Request:
Write out the material below again, unchanged.

--- START ---

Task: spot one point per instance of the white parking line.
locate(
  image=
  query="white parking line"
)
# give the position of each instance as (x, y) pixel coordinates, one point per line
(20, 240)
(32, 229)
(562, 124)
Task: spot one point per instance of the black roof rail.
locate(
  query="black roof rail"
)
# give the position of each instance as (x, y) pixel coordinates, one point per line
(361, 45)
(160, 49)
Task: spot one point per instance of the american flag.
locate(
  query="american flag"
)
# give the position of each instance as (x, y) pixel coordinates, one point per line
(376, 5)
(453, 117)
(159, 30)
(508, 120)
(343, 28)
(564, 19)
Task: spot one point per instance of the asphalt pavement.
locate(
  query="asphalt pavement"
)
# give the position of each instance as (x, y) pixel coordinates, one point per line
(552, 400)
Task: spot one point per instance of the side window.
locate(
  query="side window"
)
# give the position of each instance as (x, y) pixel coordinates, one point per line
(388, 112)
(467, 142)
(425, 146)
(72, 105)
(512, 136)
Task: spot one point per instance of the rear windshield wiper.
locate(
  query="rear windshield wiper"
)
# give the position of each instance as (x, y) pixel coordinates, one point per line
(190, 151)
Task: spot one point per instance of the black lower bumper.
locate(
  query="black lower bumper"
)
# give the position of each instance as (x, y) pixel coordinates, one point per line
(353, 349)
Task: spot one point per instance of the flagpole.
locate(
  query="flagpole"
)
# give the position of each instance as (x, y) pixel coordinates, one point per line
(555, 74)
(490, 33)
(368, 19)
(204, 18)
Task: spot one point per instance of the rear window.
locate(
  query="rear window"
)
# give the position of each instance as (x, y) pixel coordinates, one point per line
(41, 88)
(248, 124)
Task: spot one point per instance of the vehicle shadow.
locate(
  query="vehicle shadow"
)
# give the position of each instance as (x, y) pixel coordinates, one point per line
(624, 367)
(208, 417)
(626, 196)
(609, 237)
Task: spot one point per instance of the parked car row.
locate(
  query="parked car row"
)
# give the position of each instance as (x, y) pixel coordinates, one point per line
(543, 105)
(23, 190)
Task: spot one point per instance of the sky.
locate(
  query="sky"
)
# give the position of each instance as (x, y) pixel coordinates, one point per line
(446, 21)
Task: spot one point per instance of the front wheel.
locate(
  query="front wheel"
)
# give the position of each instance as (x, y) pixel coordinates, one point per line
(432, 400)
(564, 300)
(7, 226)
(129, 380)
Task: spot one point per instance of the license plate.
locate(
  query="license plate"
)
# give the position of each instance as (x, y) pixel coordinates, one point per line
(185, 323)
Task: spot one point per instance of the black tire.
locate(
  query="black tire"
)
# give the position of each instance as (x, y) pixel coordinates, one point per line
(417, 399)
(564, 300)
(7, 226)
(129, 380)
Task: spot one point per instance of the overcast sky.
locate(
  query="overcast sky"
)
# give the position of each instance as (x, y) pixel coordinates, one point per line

--- END ---

Full output:
Task: spot one point per instance of the white parking line.
locate(
  image=
  query="white parking line"
)
# give the position of each instance as (x, y) pixel coordinates, one point per line
(20, 240)
(32, 229)
(562, 124)
Task: spot one point per instance of the black roof rail.
locate(
  query="black roof rail"
)
# give the position of each instance as (x, y) pixel coordinates, one point per line
(361, 45)
(160, 49)
Task: spot one point per instance of the american flag.
locate(
  query="american flag"
)
# give the position of each instance as (x, y) pixel coordinates, one point per line
(376, 5)
(453, 117)
(159, 30)
(508, 120)
(343, 28)
(564, 19)
Task: spot one point per instance of the asphalt pavement.
locate(
  query="asphalt pavement"
)
# give the position of each instance as (x, y) pixel coordinates, one point per line
(552, 400)
Task: spot one point per instance of the side window.
locate(
  query="side window"
)
# give the position of each instance as (x, y) pixel coordinates, one point per line
(388, 112)
(467, 142)
(425, 146)
(72, 105)
(512, 136)
Task: spot one point per instance of the rear windshield wiper.
locate(
  query="rear windshield wiper"
)
# give the position of each instance as (x, y) pixel coordinates, one point per line
(190, 151)
Task: spot one point per instance of the black lower bumper.
locate(
  query="black lower bumper"
)
# give the position of each instance as (x, y) pixel coordinates, one point per line
(353, 349)
Task: spot one point per instance of the flagpole.
locate(
  query="flagpole"
)
# give the position of each instance as (x, y) pixel coordinates, one point per line
(555, 74)
(490, 33)
(368, 19)
(204, 18)
Task: spot one point per instance of the rear window.
locate(
  query="rear window"
)
# give the position of each instance as (x, y) pixel coordinates, one point per line
(41, 88)
(248, 124)
Task: spot one point per instance of the vehicle shadow.
locate(
  query="vehicle shadow"
)
# give the position of each instance as (x, y) pixel coordinates, one point per line
(624, 367)
(208, 417)
(626, 196)
(609, 237)
Task: spot one point per instance of the parked car row.
locate(
  query="parked car row"
)
# give the position of each instance as (x, y) pixel coordinates, one point per line
(543, 105)
(23, 190)
Task: spot one point per instance of the sky.
locate(
  query="sky"
)
# give the position of each instance as (x, y) pixel coordinates, one point per line
(446, 21)
Task: spot one point per instance of the front wheel.
locate(
  query="front wheel"
)
# give the position of each instance as (x, y) pixel coordinates, one point per line
(432, 400)
(564, 300)
(7, 226)
(129, 380)
Task: spot one point per instance of the license plate.
locate(
  query="license plate"
)
# give the position of each instance as (x, y) pixel coordinates, one point per line
(185, 323)
Task: spot one point per instance of the black tire.
locate(
  query="black tire"
)
# give the position of each instance as (x, y) pixel coordinates, one point per line
(417, 399)
(564, 300)
(7, 226)
(129, 380)
Task: spot one point per instance of the overcast sky.
locate(
  query="overcast sky"
)
# give the position of each instance as (x, y) pixel coordinates, one point per line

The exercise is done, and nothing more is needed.